## Data to examine
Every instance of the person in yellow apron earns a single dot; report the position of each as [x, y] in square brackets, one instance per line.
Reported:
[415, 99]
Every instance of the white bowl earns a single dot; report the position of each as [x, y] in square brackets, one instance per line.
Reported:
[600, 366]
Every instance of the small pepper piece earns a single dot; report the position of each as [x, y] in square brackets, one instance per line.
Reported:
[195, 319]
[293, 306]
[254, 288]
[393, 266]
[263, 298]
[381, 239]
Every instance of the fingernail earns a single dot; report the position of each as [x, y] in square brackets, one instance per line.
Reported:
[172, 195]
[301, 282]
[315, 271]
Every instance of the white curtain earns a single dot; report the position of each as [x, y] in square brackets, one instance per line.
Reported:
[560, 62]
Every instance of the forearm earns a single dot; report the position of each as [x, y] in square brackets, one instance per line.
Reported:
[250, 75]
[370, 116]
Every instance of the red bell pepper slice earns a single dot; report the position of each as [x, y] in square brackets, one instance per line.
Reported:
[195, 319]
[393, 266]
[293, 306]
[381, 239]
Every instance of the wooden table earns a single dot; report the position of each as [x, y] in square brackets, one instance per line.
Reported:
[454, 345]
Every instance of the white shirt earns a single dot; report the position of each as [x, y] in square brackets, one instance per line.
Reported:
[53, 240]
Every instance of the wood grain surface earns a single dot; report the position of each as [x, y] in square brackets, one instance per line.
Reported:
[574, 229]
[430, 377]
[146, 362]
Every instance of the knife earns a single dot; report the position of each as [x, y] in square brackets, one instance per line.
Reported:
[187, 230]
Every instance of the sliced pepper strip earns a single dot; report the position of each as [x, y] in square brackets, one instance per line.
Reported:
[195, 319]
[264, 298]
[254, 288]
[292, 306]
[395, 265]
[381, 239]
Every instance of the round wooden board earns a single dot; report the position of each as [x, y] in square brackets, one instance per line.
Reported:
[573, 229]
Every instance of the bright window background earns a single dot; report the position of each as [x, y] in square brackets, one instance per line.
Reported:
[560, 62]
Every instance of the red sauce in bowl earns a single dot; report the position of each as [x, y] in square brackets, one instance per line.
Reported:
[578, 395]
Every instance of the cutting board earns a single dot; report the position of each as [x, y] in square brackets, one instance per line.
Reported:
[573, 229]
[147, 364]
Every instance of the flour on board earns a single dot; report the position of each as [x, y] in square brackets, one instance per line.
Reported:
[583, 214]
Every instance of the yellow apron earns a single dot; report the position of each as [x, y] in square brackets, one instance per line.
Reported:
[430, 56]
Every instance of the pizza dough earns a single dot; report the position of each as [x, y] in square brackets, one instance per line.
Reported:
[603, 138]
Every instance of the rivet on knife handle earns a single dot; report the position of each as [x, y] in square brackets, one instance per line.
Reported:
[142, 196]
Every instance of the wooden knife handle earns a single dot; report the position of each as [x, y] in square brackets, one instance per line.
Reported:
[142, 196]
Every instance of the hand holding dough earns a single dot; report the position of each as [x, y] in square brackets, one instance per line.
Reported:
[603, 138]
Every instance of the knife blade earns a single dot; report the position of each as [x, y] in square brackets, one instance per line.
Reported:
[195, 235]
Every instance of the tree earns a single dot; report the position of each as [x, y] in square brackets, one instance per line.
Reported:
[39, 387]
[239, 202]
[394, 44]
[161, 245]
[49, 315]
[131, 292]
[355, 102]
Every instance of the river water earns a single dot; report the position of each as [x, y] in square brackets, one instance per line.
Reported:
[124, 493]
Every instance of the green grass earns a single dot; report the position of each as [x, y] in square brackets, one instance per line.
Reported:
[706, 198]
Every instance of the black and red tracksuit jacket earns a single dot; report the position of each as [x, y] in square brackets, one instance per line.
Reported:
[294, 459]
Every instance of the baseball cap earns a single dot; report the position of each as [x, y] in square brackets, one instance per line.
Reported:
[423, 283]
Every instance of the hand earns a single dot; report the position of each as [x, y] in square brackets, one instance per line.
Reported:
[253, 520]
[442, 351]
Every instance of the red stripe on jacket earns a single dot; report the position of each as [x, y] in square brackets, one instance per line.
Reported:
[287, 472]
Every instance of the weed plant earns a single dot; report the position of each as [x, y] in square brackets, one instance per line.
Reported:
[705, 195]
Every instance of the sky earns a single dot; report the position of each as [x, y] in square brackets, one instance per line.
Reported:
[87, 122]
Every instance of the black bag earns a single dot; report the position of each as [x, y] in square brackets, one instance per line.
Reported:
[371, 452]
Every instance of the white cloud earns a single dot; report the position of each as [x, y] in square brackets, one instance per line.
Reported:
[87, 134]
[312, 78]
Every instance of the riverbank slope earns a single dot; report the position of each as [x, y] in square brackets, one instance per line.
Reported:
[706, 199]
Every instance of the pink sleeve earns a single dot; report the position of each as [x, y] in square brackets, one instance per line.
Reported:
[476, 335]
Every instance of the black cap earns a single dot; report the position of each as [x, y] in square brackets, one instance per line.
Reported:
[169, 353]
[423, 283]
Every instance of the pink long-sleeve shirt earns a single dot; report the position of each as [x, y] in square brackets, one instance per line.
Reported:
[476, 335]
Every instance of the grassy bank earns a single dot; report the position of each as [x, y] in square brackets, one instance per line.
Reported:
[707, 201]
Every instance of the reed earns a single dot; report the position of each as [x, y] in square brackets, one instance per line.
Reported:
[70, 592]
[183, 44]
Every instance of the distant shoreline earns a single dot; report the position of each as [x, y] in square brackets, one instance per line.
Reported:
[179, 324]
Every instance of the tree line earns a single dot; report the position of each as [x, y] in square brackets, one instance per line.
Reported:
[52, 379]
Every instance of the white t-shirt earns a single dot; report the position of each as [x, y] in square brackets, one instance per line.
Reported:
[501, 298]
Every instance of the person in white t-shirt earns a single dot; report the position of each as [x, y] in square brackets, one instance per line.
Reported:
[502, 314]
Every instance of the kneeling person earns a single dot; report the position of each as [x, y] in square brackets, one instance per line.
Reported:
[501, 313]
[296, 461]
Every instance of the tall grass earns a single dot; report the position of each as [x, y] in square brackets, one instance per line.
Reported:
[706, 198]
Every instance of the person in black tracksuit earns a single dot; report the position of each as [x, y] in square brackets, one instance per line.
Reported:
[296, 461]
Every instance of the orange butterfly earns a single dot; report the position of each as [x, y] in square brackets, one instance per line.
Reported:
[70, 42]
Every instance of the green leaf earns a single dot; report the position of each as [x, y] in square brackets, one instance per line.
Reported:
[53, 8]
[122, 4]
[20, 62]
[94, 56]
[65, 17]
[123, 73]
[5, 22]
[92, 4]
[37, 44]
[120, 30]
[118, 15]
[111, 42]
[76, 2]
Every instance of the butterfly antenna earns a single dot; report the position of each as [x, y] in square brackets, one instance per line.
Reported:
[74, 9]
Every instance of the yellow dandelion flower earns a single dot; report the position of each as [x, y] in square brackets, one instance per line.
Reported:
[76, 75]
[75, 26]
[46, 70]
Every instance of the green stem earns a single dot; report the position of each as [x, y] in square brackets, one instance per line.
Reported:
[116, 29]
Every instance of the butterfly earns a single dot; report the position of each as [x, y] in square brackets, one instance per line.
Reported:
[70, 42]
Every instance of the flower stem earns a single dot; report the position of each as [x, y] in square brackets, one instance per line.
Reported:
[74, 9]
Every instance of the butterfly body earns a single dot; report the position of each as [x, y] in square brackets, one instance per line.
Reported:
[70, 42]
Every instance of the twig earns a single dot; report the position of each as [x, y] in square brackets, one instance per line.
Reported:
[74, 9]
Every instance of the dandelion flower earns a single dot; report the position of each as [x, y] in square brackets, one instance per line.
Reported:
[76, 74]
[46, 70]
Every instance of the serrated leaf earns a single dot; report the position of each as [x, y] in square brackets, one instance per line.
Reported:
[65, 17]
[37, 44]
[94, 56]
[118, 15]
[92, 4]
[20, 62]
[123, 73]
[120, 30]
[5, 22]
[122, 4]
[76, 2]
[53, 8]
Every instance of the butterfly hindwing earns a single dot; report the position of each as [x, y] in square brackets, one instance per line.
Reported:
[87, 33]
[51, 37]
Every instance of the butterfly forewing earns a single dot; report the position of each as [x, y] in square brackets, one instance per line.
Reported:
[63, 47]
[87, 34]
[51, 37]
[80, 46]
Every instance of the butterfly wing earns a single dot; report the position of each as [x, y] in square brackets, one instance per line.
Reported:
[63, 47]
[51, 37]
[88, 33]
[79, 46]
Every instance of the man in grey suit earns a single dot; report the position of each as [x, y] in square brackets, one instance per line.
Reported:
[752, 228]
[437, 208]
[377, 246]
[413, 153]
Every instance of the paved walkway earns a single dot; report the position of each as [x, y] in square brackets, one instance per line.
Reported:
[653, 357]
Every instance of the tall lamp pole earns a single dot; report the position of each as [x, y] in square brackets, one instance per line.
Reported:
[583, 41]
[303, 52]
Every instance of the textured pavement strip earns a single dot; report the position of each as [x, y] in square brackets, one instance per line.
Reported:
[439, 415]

## Work required
Where a line above contains the word "leaf", copy that line.

## Result of this exercise
Every instance of the green leaf earns a single dot; report the position of each as [x, y] in square brackets, one instance per line.
Every instance of the serrated leaf earns a single dot; report the position of each as [x, y] in square brackets, one instance per line.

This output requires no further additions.